- MATERIAL SHOWN
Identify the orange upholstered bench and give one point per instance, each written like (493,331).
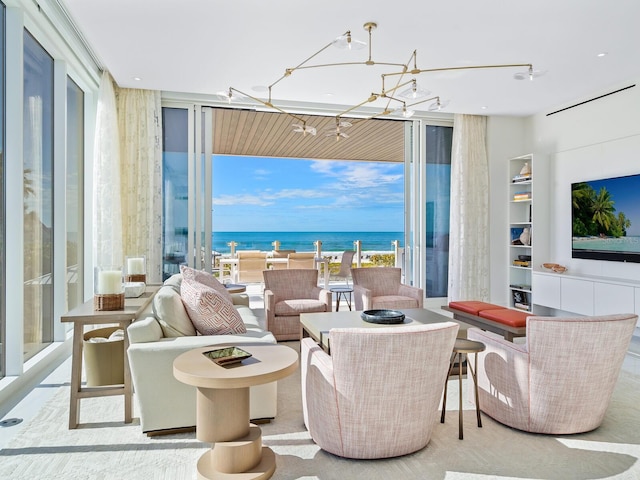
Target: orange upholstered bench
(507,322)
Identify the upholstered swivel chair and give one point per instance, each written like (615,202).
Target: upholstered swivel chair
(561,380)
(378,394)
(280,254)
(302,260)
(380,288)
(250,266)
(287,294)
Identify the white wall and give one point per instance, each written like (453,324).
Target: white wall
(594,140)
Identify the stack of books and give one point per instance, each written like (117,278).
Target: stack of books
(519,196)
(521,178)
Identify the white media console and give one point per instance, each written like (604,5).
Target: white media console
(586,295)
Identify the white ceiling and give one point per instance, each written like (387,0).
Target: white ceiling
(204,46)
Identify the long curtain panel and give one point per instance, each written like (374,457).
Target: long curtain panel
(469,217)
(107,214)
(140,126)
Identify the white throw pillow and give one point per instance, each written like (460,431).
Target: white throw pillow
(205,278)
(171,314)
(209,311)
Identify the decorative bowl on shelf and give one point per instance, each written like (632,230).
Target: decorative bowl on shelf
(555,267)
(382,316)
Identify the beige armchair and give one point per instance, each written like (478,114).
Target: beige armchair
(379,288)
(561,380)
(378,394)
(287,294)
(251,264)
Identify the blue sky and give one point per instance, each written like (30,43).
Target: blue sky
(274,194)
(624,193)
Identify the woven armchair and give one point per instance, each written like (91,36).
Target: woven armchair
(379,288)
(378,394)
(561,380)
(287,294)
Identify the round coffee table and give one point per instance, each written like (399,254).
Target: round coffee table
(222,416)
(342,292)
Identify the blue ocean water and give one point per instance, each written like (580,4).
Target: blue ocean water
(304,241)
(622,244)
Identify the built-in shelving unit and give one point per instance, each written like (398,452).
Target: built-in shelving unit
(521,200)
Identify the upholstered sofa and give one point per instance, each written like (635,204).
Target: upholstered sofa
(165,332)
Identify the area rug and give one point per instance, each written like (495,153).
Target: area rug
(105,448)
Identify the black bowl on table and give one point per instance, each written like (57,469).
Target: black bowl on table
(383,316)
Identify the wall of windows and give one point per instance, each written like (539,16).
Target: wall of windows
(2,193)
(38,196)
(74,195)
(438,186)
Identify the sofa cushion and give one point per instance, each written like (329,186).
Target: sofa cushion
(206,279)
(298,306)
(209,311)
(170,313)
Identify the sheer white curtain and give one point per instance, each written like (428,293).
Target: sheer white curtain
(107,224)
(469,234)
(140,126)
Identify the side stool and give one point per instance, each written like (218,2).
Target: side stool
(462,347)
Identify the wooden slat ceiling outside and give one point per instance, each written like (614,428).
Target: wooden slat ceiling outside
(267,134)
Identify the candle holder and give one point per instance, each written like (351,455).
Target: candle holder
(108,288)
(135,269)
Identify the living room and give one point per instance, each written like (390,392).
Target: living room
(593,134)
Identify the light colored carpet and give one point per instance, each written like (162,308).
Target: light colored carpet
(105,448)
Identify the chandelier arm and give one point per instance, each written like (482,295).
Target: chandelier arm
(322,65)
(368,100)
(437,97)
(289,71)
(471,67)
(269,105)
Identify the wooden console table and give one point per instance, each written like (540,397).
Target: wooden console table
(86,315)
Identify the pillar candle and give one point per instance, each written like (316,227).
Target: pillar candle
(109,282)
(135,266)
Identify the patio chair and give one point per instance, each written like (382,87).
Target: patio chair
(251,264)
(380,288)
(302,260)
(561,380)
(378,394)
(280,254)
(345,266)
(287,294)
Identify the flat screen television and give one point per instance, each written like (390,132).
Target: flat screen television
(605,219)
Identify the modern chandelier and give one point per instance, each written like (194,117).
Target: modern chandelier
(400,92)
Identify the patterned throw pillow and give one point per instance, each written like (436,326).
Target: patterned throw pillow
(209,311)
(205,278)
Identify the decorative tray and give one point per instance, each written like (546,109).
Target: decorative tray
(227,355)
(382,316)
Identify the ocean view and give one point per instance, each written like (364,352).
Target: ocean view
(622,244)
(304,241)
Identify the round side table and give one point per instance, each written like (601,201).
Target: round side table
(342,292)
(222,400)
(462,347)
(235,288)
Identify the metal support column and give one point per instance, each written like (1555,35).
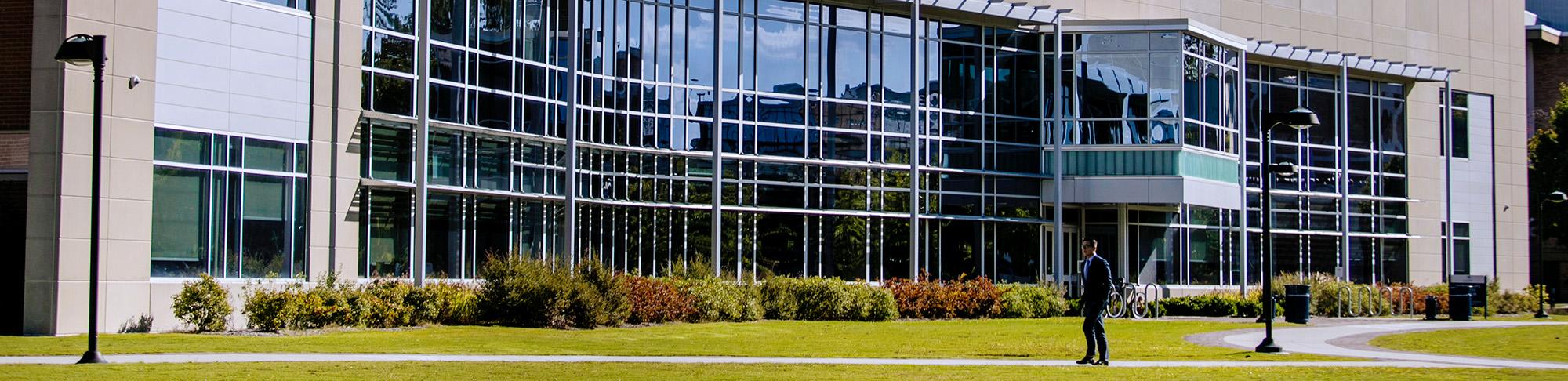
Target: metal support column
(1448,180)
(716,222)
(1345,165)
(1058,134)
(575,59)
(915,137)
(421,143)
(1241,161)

- WRITTEN TASK
Give the entries again word for word, but skip the pictures.

- ANSWER FOR THE TASK
Identify the orange upholstered bench and give one point per instance, each written like (493,331).
Target: orange upholstered bench
(507,322)
Identify the upholstered swivel chair and give one point per instance, each written like (615,202).
Target: upholstered swivel chair
(561,380)
(378,394)
(280,254)
(302,260)
(380,288)
(250,266)
(287,294)
Identify the white wall and give one point per instance, each written like (453,324).
Target: white wall
(594,140)
Identify the stack of books and give one point per instance, each written like (117,278).
Target: stack of books
(519,196)
(521,178)
Identify the white media console and give one point per instance, each written like (604,5).
Target: white media console
(586,295)
Identify the white ceiling and give one point per instance, each written like (387,0).
Target: white ceiling
(204,46)
Identify the long curtain panel and give one point per instance, each written like (374,457).
Target: long curtain panel
(469,217)
(107,214)
(140,126)
Identify the white throw pillow and give one point per instance, each written like (460,431).
Target: white throw pillow
(205,278)
(171,314)
(209,311)
Identify the decorative bowl on shelf and give one point per instance, each written like (632,230).
Target: decorative bowl on shelf
(555,267)
(382,316)
Identify the beige armchair and give one point per instance, each written like (478,114).
Target: beige armchair
(379,288)
(561,380)
(378,394)
(287,294)
(251,264)
Identify the blue sky and give one point per instance, each written like (30,43).
Target: blue sky
(274,194)
(624,193)
Identify the woven armchair and give one point per instance, each written like (91,36).
Target: woven armchair
(379,288)
(378,394)
(561,380)
(287,294)
Identify the round coffee table and give one point per instance, each written like (399,254).
Target: round coffee table
(222,416)
(342,292)
Identify the blue ocean water and give one point per instance, each written like (580,4).
Target: blue ocean water
(304,241)
(622,244)
Identify the built-in shelving unit and give one point per instance, each written like (398,452).
Target: built-in shelving unit
(521,200)
Identify the upholstered sofa and give one point per instance, each written like (635,204).
Target: upholstered sofa
(165,332)
Identify the area rug and give one point per instance, each written like (495,153).
Target: area rug
(105,448)
Identify the black bowl on table and give one point per instance, each written like (57,469).
Target: black bowl on table
(383,316)
Identify the wall of windows and give one point per instance, each written like (539,16).
Target: wall of windows
(2,193)
(38,196)
(74,195)
(438,186)
Identify the sofa cushion and give one point per instance, each written like (329,186).
Target: sofa cushion
(206,279)
(298,306)
(209,311)
(170,313)
Identify the sheer white curtain and give one point per instance, each written like (428,293).
Target: sheer white curtain
(107,224)
(469,234)
(140,126)
Identify the side stool and give one point per instance, each written like (218,2).
Target: side stool
(462,347)
Identify the wooden slat ceiling outside and give one point per instance, each written like (614,428).
Target: wooden slat ceiling outside
(267,134)
Identify the candle holder and give one point per instance, each written like (351,455).
Target: candle holder
(108,288)
(135,269)
Identify the living room and give one point per instance, each written like (390,392).
Target: living room
(593,134)
Identify the light colored carpet and give one point per instance, each written like (162,308).
Target: light colored carpet
(105,448)
Identify the chandelier arm and give one point per instance, each written like (482,295).
Target: chandelier arm
(322,65)
(368,100)
(437,97)
(289,71)
(471,67)
(269,105)
Identify the wooden console table and give one point per instance, each written like (540,397).
Target: wooden console table
(86,315)
Identify the pillar candle and give one point per instance, each written like (316,227).
Target: pillar candle
(109,282)
(135,266)
Identify the patio chair and give one point per instance, each written like (382,87).
Target: patio chair
(251,264)
(380,288)
(302,260)
(561,380)
(378,394)
(280,254)
(345,266)
(287,294)
Identify the flat screen television and give one point per instance, each written like (390,132).
Target: flat screen television
(605,219)
Identify the modern chandelier and give one point per instance, each written like (194,117).
Target: modern chandelier
(400,92)
Identify the patterned throw pillow and give one point per instance, each written like (436,326).
Target: patterned throw pillow
(209,311)
(205,278)
Identify the decorative tray and give one point per instance, each written like (546,109).
Target: decorative tray
(227,355)
(382,316)
Identify the ocean view and give one point per instance, each written like (364,352).
Target: ocean view
(622,244)
(304,241)
Identify the round side table and give one point per instance, each written like (601,201).
Target: round side table
(342,292)
(222,400)
(462,347)
(235,288)
Identify the metal support column and give one point per instance, each written like (1555,35).
Target: metal support column
(1448,180)
(716,222)
(1345,165)
(1058,134)
(575,59)
(915,137)
(421,143)
(1241,161)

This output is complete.